Dataset entries
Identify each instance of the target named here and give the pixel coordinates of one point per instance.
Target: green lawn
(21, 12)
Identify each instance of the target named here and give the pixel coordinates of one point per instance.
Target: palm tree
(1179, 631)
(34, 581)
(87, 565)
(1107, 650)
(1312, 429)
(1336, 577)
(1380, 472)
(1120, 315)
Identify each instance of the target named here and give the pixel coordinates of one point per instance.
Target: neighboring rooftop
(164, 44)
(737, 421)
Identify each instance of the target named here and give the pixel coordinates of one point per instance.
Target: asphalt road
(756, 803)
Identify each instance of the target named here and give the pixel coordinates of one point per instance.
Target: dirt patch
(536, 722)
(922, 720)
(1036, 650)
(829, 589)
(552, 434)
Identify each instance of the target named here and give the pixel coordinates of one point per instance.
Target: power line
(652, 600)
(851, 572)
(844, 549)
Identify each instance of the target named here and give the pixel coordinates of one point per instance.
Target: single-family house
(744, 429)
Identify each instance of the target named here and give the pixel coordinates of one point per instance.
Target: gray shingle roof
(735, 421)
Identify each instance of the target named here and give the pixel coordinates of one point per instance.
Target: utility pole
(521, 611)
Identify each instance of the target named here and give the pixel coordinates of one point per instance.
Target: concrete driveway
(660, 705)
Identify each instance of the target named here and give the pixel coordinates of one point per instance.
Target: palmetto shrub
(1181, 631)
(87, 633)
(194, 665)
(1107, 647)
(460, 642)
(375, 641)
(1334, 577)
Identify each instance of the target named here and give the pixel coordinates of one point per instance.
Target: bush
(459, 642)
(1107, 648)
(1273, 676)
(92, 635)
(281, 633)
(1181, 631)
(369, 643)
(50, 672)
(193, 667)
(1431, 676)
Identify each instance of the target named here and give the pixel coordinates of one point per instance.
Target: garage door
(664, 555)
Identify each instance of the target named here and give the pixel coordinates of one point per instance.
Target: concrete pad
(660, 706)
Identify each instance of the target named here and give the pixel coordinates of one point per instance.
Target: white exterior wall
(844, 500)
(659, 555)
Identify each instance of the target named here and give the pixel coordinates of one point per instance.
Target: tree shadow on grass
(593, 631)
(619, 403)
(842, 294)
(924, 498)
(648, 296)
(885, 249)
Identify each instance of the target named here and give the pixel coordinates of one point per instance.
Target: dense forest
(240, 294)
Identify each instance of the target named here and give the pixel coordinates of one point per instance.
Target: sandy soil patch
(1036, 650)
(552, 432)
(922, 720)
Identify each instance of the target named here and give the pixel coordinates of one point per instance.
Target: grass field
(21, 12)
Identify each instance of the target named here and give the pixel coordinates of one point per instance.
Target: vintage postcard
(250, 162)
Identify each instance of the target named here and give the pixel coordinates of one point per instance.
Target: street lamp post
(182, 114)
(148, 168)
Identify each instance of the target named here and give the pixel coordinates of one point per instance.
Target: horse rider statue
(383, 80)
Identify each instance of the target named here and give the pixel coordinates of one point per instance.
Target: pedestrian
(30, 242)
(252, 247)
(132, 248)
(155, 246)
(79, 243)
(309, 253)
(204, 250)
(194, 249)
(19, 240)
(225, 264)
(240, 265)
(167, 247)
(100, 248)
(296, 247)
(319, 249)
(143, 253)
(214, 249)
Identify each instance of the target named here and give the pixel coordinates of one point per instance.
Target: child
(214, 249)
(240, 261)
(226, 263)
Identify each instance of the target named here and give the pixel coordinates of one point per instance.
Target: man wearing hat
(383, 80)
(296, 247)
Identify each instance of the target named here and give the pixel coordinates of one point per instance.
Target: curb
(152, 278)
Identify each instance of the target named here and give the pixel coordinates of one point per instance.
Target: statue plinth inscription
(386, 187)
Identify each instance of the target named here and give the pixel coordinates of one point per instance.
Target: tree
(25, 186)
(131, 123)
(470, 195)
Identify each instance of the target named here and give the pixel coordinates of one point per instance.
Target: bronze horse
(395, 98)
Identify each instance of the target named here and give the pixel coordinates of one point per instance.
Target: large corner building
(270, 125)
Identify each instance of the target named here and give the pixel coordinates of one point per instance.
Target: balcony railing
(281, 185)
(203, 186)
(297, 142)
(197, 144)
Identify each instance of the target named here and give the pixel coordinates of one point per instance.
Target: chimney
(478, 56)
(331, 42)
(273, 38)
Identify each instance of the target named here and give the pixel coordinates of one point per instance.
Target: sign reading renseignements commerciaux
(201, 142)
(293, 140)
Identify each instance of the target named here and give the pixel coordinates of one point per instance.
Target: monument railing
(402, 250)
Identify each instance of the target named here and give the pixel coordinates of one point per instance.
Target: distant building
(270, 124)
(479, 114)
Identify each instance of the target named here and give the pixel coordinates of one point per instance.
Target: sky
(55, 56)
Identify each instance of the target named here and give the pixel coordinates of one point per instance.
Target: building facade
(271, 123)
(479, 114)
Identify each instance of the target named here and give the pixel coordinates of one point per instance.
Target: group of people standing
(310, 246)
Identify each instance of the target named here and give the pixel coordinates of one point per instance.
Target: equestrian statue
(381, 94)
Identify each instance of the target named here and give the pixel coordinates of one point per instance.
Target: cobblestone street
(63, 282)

Problem statement: Exactly as written, please output every entry.

The output:
Identify each instance of the target named here and give the pixel coordinates of one point per instance.
Target: green lawn
(21, 12)
Identify each instance of the target named here and give the pixel coordinates of one point per instance.
Target: palm tree
(1179, 631)
(34, 581)
(87, 565)
(1107, 650)
(1312, 429)
(1336, 577)
(1380, 472)
(1120, 315)
Identify each instance of the target named here and give the pixel coordinates of one point per instance.
Target: neighboring rooftop
(164, 44)
(737, 421)
Identify each instance of the target named here and give the pixel coordinates of one point per instance.
Target: asphalt road
(756, 803)
Identify each instance of the target named here and give the pixel coordinates of one point per instance.
Target: dirt patch
(536, 722)
(922, 720)
(1036, 650)
(829, 589)
(552, 434)
Identify each instance of the target named here and give the pixel coordinates of one point per instance.
Target: power line
(652, 600)
(851, 572)
(844, 549)
Identify each instance of the target named here and give the pixel coordinates of one point per instance.
Target: single-family house
(744, 429)
Identify each instance of the target named here and give the pixel coordinates of one point per instance.
Target: gray shingle roof
(735, 421)
Identify each instance of the target named here and give the pixel coordinates of one point per instance.
Target: utility pole
(521, 611)
Identify each instance of the target named here and give the pixel coordinates of one point per instance.
Target: concrete driveway
(660, 705)
Identify each instance of the target named here and give the pixel coordinates of one point per instance.
Target: palmetto shrub
(1181, 631)
(87, 633)
(194, 665)
(1107, 647)
(460, 642)
(375, 641)
(1334, 577)
Identify each instance of the target named here and give the pixel coordinates of one point per instance.
Target: bush
(459, 642)
(1107, 648)
(1273, 676)
(92, 635)
(281, 633)
(1181, 631)
(369, 643)
(50, 672)
(193, 667)
(1431, 676)
Identify each instance of the target named here and give the pixel coordinates of one point per instance.
Target: garage door
(664, 555)
Identify each instance of the target named here and give the pixel coordinates of one point per instance.
Target: concrete pad
(660, 706)
Identify each instance of the target named here and give the pixel coordinates of one point per instance.
Target: white exterior wall
(844, 500)
(659, 555)
Identify each instance of the target named here and give the pixel coordinates of one point per instance.
Target: tree shadow on grass
(593, 631)
(619, 403)
(842, 294)
(924, 498)
(648, 296)
(885, 249)
Identify each instance of the target named here and give the pixel coordinates of one point per instance.
Target: dense forest
(240, 294)
Identify each instance of the target named here and give the pixel coordinates of one point per instance.
Target: sandy soil patch
(1036, 650)
(552, 432)
(922, 720)
Identify each instance of the target named here and give the pixel coordinates of one point per instance.
Target: grass field
(21, 12)
Identify each instance of the target named here and give the pixel coordinates of one point per instance.
Target: vintage postcard
(250, 162)
Identify each instance of the target named here and give the pixel coordinates of one point per instance.
Target: street lamp post
(182, 114)
(148, 168)
Identify each instance of the target named here and give the pixel coordinates of one point per instance.
Target: horse rider statue
(383, 80)
Identify each instance of the target named here and give the pixel coordinates of one point per instance.
Target: pedestrian
(30, 242)
(252, 247)
(132, 248)
(155, 246)
(79, 243)
(309, 253)
(204, 250)
(194, 249)
(19, 240)
(225, 264)
(240, 265)
(167, 247)
(100, 248)
(296, 247)
(319, 249)
(143, 253)
(214, 249)
Identify each instance of the target named here and give the pixel coordinates of one point per instance.
Target: child
(214, 249)
(240, 261)
(226, 263)
Identify each instance of the target named here and give the pixel coordinates of one point per instance.
Target: man wearing hat
(383, 80)
(296, 247)
Identify each instance of the target named here and give the pixel coordinates of one point per instance.
Target: curb
(152, 278)
Identify each instance of the target named here and give the pixel coordinates of one point per instance.
Target: statue plinth inscription
(386, 187)
Identify each instance of the target named here and give the pixel coordinates of one point per instance.
Target: tree
(25, 186)
(131, 123)
(470, 195)
Identify each instance of the target named here and give the pixel coordinates of one point per instance.
Target: bronze horse
(395, 98)
Identify each instance of the target named here and give the pixel coordinates of one point per instance.
Target: large corner building
(270, 125)
Identify each instance of the target named here and give the pixel coordinates of one point per instance.
Target: balcony railing
(281, 185)
(203, 186)
(297, 142)
(197, 144)
Identify each instance of the target named here and give the pixel coordinates of one point per instance.
Target: chimney
(478, 56)
(331, 42)
(273, 38)
Identify each instance of the target named here and give the pixel coordinates of one point per instance.
Target: sign reading renseignements commerciaux
(201, 142)
(293, 140)
Identify each instance of the target named here and give the pixel coordinates of one point per instance.
Target: monument railing
(402, 250)
Identify each instance of the target named here and give the pixel coordinates of one point per instance.
Target: distant building
(270, 124)
(479, 114)
Identify each instance of the target named here and give the pixel coordinates of one point per instance.
Target: sky
(55, 56)
Identify each instance of the target named here and give the pixel coordinates of one point per instance.
Target: building facade
(271, 123)
(479, 114)
Identify each instance of the target named here and give the pixel coordinates of one point per instance.
Target: group of people standing
(310, 246)
Identify each instance of the target named here and give the pixel coordinates of one point per instance.
Target: equestrian statue
(381, 94)
Identify each instance of the target named here and give the pixel coordinates of one point per instance.
Target: cobblestone street
(63, 282)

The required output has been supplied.